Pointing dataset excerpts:

╭──

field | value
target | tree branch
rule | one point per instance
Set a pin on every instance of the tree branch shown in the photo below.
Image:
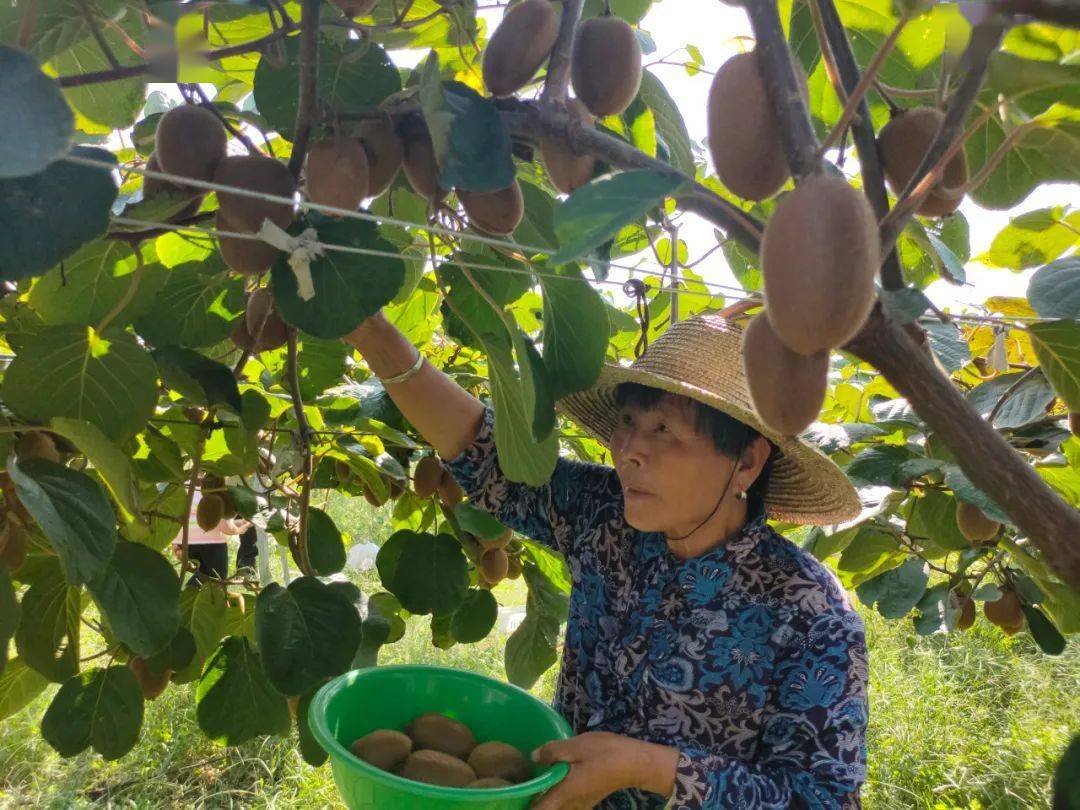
(307, 105)
(558, 65)
(784, 86)
(862, 133)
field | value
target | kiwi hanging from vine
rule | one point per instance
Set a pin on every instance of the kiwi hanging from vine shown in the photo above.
(520, 45)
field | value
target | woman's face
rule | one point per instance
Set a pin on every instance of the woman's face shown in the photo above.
(671, 475)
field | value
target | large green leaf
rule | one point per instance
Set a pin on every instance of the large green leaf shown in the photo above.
(42, 130)
(138, 595)
(106, 379)
(597, 211)
(234, 701)
(73, 513)
(307, 632)
(348, 286)
(48, 216)
(353, 73)
(100, 709)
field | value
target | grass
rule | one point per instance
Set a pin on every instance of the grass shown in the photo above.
(970, 720)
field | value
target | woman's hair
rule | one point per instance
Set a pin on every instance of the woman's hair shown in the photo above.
(729, 435)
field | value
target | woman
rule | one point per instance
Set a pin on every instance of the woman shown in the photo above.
(709, 661)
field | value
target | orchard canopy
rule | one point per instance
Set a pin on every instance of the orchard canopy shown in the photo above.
(198, 201)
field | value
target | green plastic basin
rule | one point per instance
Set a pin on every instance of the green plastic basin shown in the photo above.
(390, 697)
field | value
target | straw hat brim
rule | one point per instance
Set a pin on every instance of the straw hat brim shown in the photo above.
(805, 486)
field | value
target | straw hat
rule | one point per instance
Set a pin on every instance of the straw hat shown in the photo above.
(701, 358)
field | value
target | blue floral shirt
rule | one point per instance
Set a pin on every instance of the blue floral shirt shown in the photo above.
(748, 659)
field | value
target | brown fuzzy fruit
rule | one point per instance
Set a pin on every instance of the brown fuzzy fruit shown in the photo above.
(421, 169)
(337, 173)
(974, 525)
(787, 388)
(385, 748)
(385, 153)
(427, 476)
(499, 760)
(494, 566)
(520, 45)
(254, 173)
(210, 512)
(567, 169)
(819, 257)
(903, 143)
(355, 8)
(264, 323)
(151, 683)
(244, 256)
(606, 65)
(190, 142)
(497, 213)
(743, 132)
(1006, 612)
(436, 768)
(36, 444)
(437, 731)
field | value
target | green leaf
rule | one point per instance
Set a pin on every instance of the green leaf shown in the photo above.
(102, 709)
(1057, 346)
(575, 331)
(73, 513)
(48, 216)
(138, 595)
(198, 378)
(896, 591)
(475, 617)
(597, 211)
(325, 543)
(196, 306)
(234, 701)
(1054, 289)
(18, 685)
(104, 378)
(307, 632)
(348, 286)
(670, 124)
(352, 75)
(43, 129)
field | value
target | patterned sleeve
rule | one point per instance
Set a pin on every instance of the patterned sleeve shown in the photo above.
(813, 752)
(556, 513)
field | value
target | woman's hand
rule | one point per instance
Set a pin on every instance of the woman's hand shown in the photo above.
(602, 763)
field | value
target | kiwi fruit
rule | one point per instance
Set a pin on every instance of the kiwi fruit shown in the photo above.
(819, 257)
(500, 760)
(974, 525)
(385, 748)
(903, 143)
(210, 512)
(337, 173)
(606, 65)
(36, 444)
(439, 732)
(385, 153)
(190, 142)
(421, 169)
(264, 323)
(566, 169)
(744, 135)
(520, 45)
(497, 213)
(437, 768)
(1006, 612)
(427, 476)
(787, 388)
(151, 683)
(254, 173)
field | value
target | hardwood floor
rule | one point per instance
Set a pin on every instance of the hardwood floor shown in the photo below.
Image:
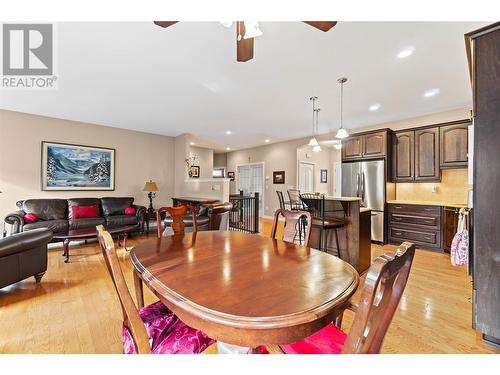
(75, 308)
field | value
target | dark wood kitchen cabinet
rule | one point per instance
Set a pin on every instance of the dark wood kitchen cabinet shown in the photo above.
(453, 145)
(483, 48)
(402, 156)
(369, 145)
(427, 154)
(450, 218)
(375, 144)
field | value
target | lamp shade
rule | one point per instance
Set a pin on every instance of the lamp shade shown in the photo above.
(150, 186)
(342, 133)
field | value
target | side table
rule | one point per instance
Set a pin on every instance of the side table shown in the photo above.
(147, 216)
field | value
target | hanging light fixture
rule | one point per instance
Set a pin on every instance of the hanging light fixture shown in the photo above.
(342, 133)
(313, 142)
(317, 148)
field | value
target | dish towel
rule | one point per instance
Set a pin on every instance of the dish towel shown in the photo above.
(459, 252)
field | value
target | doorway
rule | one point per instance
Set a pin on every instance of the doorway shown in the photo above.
(250, 179)
(306, 177)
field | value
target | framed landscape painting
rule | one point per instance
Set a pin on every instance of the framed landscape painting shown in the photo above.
(76, 167)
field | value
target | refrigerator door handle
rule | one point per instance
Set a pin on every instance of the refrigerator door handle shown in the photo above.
(357, 184)
(363, 187)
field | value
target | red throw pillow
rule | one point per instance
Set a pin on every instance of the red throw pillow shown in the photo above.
(84, 212)
(130, 211)
(30, 218)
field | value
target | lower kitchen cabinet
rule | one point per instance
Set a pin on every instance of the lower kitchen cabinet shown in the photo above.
(418, 224)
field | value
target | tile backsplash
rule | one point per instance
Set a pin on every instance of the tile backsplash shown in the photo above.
(452, 188)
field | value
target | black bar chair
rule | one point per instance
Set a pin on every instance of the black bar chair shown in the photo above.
(323, 217)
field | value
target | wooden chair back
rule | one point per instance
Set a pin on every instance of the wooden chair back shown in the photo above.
(177, 213)
(294, 198)
(281, 199)
(131, 317)
(384, 285)
(293, 220)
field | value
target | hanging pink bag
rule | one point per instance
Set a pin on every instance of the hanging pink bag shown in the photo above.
(459, 253)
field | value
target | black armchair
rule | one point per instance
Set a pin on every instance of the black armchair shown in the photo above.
(23, 255)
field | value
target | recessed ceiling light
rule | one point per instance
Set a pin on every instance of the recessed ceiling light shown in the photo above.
(406, 52)
(431, 93)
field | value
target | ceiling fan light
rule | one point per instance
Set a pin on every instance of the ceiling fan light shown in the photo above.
(341, 133)
(251, 29)
(313, 142)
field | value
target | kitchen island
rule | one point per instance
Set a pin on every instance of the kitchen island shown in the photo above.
(354, 236)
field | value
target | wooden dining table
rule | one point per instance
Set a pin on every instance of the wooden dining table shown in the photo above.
(245, 289)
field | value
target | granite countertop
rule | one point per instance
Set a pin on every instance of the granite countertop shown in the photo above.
(428, 203)
(343, 199)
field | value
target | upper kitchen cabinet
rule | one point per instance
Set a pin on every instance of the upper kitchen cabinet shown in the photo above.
(427, 154)
(365, 146)
(453, 145)
(403, 160)
(352, 148)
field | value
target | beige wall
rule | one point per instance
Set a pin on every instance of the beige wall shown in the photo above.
(139, 157)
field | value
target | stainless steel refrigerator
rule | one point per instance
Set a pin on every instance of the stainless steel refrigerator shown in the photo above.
(366, 180)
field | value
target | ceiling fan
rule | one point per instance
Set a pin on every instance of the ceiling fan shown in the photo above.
(244, 45)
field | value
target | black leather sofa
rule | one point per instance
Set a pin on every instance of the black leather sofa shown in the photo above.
(56, 214)
(23, 255)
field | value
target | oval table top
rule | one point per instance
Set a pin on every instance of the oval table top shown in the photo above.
(245, 289)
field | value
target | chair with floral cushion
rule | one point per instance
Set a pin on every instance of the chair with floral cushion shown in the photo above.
(384, 285)
(154, 328)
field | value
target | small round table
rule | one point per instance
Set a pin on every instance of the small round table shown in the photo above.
(245, 289)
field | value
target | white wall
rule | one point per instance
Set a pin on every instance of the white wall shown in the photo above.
(139, 158)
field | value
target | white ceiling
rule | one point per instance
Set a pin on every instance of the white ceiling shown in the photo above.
(185, 79)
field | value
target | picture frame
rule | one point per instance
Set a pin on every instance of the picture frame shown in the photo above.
(74, 167)
(324, 176)
(195, 171)
(278, 177)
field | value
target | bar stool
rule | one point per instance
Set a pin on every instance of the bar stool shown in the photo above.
(323, 219)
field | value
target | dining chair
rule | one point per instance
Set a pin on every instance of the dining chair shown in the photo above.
(294, 198)
(281, 199)
(177, 214)
(382, 290)
(294, 225)
(324, 218)
(151, 329)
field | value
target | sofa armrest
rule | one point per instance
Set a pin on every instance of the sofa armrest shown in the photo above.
(139, 212)
(20, 242)
(16, 219)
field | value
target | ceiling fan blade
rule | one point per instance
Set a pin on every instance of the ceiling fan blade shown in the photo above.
(322, 25)
(165, 23)
(244, 47)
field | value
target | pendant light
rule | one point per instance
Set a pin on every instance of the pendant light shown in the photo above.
(317, 148)
(342, 133)
(313, 142)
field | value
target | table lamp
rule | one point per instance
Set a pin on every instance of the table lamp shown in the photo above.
(151, 188)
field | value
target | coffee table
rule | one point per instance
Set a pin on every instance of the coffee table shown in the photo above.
(88, 233)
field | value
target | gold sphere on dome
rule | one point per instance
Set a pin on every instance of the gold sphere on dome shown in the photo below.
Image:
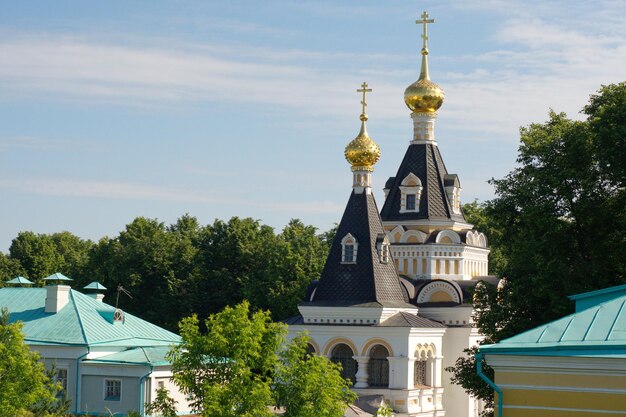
(362, 153)
(423, 96)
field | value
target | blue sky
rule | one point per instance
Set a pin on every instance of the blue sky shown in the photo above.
(117, 109)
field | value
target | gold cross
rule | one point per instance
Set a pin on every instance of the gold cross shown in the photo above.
(425, 21)
(364, 90)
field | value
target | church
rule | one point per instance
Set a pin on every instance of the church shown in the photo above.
(393, 304)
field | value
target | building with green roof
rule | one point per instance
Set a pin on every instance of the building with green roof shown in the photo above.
(573, 366)
(106, 359)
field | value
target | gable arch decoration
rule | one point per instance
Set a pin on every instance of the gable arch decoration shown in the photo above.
(439, 291)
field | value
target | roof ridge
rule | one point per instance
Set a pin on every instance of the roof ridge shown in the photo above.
(80, 319)
(616, 318)
(595, 315)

╰──

THE EXERCISE: Gather every line of the data above that contains the word "steel" and copy each one out.

TASK SOLUTION:
target | stainless steel refrigerator
Set a pin on every instance of the stainless steel refrigerator shown in the photo above.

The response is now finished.